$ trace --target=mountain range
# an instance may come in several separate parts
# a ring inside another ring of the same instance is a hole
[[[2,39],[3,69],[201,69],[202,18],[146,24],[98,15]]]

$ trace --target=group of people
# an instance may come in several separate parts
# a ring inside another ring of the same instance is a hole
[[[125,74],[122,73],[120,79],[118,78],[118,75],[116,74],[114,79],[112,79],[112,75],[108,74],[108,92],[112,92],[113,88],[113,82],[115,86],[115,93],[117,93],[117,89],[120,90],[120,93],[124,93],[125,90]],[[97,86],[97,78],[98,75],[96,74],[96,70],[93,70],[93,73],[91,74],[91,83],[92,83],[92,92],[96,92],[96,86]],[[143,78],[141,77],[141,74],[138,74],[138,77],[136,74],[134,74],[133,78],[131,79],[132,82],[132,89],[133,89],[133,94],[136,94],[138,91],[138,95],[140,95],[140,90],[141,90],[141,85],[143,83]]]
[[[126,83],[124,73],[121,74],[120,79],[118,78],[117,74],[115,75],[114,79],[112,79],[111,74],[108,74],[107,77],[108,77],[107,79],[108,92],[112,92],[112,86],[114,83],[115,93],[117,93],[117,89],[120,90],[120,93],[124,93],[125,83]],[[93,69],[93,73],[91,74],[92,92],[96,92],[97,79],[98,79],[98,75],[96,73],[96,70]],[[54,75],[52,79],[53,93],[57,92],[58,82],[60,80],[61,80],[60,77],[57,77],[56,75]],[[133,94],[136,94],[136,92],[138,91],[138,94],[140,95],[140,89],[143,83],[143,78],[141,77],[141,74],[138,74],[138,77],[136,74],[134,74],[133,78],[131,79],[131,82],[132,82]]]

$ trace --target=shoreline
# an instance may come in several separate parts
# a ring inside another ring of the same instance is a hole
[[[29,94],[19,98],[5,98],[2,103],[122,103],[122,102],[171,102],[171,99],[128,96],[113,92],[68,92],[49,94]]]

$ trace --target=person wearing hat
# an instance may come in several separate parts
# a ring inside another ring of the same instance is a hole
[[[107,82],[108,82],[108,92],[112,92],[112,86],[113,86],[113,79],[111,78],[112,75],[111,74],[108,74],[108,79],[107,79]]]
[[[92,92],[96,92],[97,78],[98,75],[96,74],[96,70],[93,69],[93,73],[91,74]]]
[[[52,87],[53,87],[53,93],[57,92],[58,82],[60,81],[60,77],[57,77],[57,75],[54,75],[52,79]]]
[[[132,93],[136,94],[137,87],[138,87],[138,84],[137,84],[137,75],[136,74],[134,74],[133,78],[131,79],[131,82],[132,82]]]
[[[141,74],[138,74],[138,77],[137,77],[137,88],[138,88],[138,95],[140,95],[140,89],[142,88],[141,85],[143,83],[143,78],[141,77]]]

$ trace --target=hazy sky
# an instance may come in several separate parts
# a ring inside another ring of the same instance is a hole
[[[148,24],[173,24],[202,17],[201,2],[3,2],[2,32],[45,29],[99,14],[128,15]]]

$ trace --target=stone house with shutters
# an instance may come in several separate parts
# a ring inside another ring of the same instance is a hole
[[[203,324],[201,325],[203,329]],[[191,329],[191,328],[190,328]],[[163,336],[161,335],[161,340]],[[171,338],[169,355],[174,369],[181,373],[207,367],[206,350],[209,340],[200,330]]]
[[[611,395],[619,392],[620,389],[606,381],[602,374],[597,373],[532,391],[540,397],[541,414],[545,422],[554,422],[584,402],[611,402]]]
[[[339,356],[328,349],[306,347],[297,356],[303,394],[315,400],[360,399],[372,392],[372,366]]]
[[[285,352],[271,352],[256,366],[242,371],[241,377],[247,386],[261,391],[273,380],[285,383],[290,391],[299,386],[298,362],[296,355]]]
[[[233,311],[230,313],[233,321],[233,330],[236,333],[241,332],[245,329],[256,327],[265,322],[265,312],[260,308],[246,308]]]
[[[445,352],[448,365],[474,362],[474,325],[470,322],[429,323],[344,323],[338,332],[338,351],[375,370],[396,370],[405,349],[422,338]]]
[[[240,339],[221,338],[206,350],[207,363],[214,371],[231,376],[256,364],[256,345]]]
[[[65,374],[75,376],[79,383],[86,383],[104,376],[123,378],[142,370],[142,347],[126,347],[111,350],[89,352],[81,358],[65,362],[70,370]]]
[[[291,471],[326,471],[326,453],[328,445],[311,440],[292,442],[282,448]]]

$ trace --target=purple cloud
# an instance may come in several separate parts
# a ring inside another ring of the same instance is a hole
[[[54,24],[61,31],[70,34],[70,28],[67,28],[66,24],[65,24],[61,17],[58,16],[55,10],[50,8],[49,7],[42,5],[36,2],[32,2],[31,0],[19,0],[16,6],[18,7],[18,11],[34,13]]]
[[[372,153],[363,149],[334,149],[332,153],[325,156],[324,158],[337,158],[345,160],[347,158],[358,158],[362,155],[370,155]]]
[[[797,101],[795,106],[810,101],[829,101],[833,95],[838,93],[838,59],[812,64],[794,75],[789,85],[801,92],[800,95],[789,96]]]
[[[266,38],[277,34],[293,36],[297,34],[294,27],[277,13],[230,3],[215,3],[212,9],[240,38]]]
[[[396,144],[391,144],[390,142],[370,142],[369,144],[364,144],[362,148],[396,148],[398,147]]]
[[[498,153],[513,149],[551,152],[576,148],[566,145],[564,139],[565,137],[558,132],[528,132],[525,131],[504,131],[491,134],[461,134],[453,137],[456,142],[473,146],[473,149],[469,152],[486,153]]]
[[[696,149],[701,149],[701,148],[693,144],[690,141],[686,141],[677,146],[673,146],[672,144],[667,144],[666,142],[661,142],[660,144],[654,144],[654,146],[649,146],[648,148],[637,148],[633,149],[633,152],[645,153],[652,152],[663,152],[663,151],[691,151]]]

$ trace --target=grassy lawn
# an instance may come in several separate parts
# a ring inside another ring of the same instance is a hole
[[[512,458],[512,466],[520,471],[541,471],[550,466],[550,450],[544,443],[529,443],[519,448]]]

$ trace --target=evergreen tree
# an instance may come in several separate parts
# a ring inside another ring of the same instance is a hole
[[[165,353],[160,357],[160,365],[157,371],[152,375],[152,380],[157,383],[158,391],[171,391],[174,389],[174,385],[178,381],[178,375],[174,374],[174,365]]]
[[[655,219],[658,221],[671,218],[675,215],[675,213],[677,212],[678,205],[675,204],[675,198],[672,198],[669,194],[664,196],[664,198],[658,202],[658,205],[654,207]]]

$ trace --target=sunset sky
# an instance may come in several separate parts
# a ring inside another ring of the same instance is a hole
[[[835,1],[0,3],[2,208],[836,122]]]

──────

* [Instruction]: Can you lay out every line of the records above as a Markdown table with a "Row" column for the row number and a "Line" column for the line, leaving out blank lines?

* [In response]:
| Row | Line |
|---|---|
| 1 | $ trace --target=mountain range |
| 2 | # an instance may come in several separate parts |
| 3 | # a ring inside another ring of the same instance is a hole |
| 4 | [[[2,39],[3,69],[201,69],[202,18],[146,24],[98,15]]] |
| 5 | $ trace --target=group of people |
| 6 | # an instance may come in several separate parts |
| 7 | # a ring inside another ring of the same instance is a hole |
| 8 | [[[125,74],[122,73],[120,79],[118,78],[118,75],[116,74],[114,79],[112,79],[112,75],[108,74],[108,92],[112,92],[113,88],[113,82],[115,86],[115,93],[117,93],[117,89],[120,90],[120,93],[124,93],[125,90]],[[97,86],[97,78],[98,75],[96,74],[96,70],[93,70],[93,73],[91,74],[91,83],[92,83],[92,92],[96,92],[96,86]],[[143,78],[141,77],[141,74],[138,74],[138,77],[136,74],[134,74],[133,78],[131,79],[132,82],[132,89],[133,89],[133,94],[136,94],[138,91],[138,95],[140,95],[140,90],[141,90],[141,85],[143,83]]] |
| 9 | [[[126,83],[124,73],[121,74],[120,79],[118,78],[117,74],[115,75],[114,79],[112,79],[111,74],[108,74],[107,77],[108,77],[107,79],[108,92],[112,92],[112,86],[114,83],[115,93],[117,93],[117,89],[120,90],[120,93],[124,93],[125,83]],[[93,69],[93,73],[91,74],[92,92],[96,92],[97,79],[98,79],[98,75],[96,73],[96,70]],[[54,75],[52,79],[53,93],[57,92],[58,82],[60,80],[61,80],[60,77],[57,77],[56,75]],[[133,94],[136,94],[136,92],[138,91],[138,94],[140,95],[140,89],[143,83],[143,78],[141,77],[141,74],[138,74],[138,77],[136,74],[134,74],[133,78],[131,79],[131,82],[132,82]]] |
| 10 | $ trace --target=shoreline |
| 11 | # an instance may come in several separate parts |
| 12 | # a ring inside another ring of the same instance is a hole |
| 13 | [[[29,94],[19,98],[5,98],[2,103],[122,103],[122,102],[171,102],[171,99],[128,96],[113,92],[68,92],[49,94]]] |
| 14 | $ trace --target=person wearing hat |
| 15 | # an instance may come in several separate parts |
| 16 | # a ring inside another ring of the same instance is a hole |
| 17 | [[[107,82],[108,82],[108,92],[112,92],[112,86],[113,86],[113,79],[111,78],[112,75],[111,74],[108,74],[108,79],[107,79]]] |
| 18 | [[[92,92],[96,92],[97,78],[98,75],[96,74],[96,70],[93,69],[93,73],[91,74]]] |
| 19 | [[[52,87],[53,87],[53,93],[57,92],[58,82],[60,81],[60,77],[57,77],[57,75],[54,75],[52,79]]] |
| 20 | [[[132,93],[136,94],[137,87],[138,87],[138,84],[137,84],[137,75],[136,74],[134,74],[133,78],[131,79],[131,82],[132,82]]] |
| 21 | [[[141,74],[138,74],[138,77],[137,77],[137,88],[138,88],[138,95],[140,95],[140,89],[142,88],[141,85],[143,83],[143,78],[141,77]]] |
| 22 | $ trace --target=hazy sky |
| 23 | # an instance may come in several separate parts |
| 24 | # a ring inside another ring of the same instance is a hole |
| 25 | [[[148,24],[173,24],[202,17],[201,2],[3,2],[2,32],[45,29],[99,14],[128,15]]] |
| 26 | $ trace --target=stone house with shutters |
| 27 | # an instance may come in several separate parts |
| 28 | # a ring inside another ring of the same instance is a hole |
| 29 | [[[203,324],[201,325],[203,329]],[[191,329],[191,328],[190,328]],[[163,336],[161,335],[161,340]],[[171,338],[169,355],[174,369],[181,373],[207,367],[206,350],[209,340],[200,330]]] |
| 30 | [[[611,395],[619,392],[620,389],[606,381],[602,374],[597,373],[532,391],[540,397],[541,414],[545,422],[554,422],[584,402],[611,402]]] |
| 31 | [[[339,356],[328,349],[306,347],[297,356],[303,394],[315,400],[360,399],[372,392],[372,366]]] |
| 32 | [[[285,352],[271,352],[256,366],[242,371],[241,377],[247,386],[261,391],[273,380],[285,383],[290,391],[299,386],[298,362],[296,355]]] |
| 33 | [[[233,311],[230,313],[233,321],[233,330],[236,333],[241,332],[245,329],[256,327],[265,322],[265,312],[260,308],[246,308]]] |
| 34 | [[[445,352],[448,365],[474,362],[474,325],[470,322],[429,323],[344,323],[338,332],[338,351],[375,370],[396,370],[405,349],[422,338]]] |
| 35 | [[[240,339],[221,338],[206,350],[207,363],[214,371],[231,376],[256,364],[256,345]]] |
| 36 | [[[65,374],[75,376],[79,383],[86,383],[104,376],[123,378],[142,370],[142,347],[126,347],[111,350],[89,352],[81,358],[65,362],[70,370]]] |
| 37 | [[[291,471],[326,471],[326,453],[328,445],[311,440],[292,442],[282,448]]] |
| 38 | $ trace --target=purple cloud |
| 39 | # an instance may come in several separate parts |
| 40 | # a ring inside another ring of the same instance is a hole |
| 41 | [[[54,24],[61,31],[70,34],[70,28],[67,28],[66,24],[65,24],[61,17],[58,16],[55,10],[50,8],[49,7],[42,5],[36,2],[32,2],[31,0],[19,0],[16,6],[18,7],[18,11],[34,13]]] |
| 42 | [[[372,153],[363,149],[334,149],[332,153],[325,156],[324,158],[337,158],[345,160],[347,158],[358,158],[362,155],[370,155]]] |
| 43 | [[[797,101],[795,106],[810,101],[829,101],[833,95],[838,93],[838,59],[812,64],[794,75],[789,85],[801,92],[800,95],[789,96]]] |
| 44 | [[[266,38],[277,34],[293,36],[297,34],[294,27],[277,13],[230,3],[215,3],[212,9],[240,38]]] |
| 45 | [[[396,144],[391,144],[390,142],[370,142],[369,144],[364,144],[362,148],[396,148],[398,147]]] |
| 46 | [[[498,153],[513,149],[551,152],[576,148],[566,145],[564,139],[565,137],[558,132],[528,132],[525,131],[504,131],[491,134],[461,134],[453,137],[456,142],[473,146],[473,149],[469,152],[486,153]]] |
| 47 | [[[696,149],[701,149],[701,148],[693,144],[690,141],[686,141],[677,146],[673,146],[672,144],[667,144],[666,142],[661,142],[660,144],[654,144],[654,146],[649,146],[648,148],[637,148],[633,149],[633,152],[645,153],[652,152],[663,152],[663,151],[691,151]]] |
| 48 | $ trace --target=grassy lawn |
| 49 | # an instance may come in several separate parts |
| 50 | # a ring inside another ring of the same instance is a hole |
| 51 | [[[512,458],[512,466],[520,471],[541,471],[550,466],[550,450],[544,443],[529,443],[519,448]]] |
| 52 | $ trace --target=evergreen tree |
| 53 | # an instance may come in several separate parts |
| 54 | # a ring inside another ring of the same instance is a hole |
| 55 | [[[165,353],[160,357],[160,365],[157,371],[152,375],[152,380],[157,383],[158,391],[171,391],[174,389],[174,385],[178,381],[178,375],[174,374],[174,365]]] |
| 56 | [[[655,219],[658,221],[671,218],[675,215],[675,213],[677,212],[678,205],[675,204],[675,198],[672,198],[669,194],[664,196],[664,198],[658,202],[658,205],[654,207]]] |
| 57 | $ trace --target=sunset sky |
| 58 | # an instance may come in several separate parts |
| 59 | # a ring inside another ring of the same instance is a hole |
| 60 | [[[835,1],[0,3],[2,208],[836,122]]] |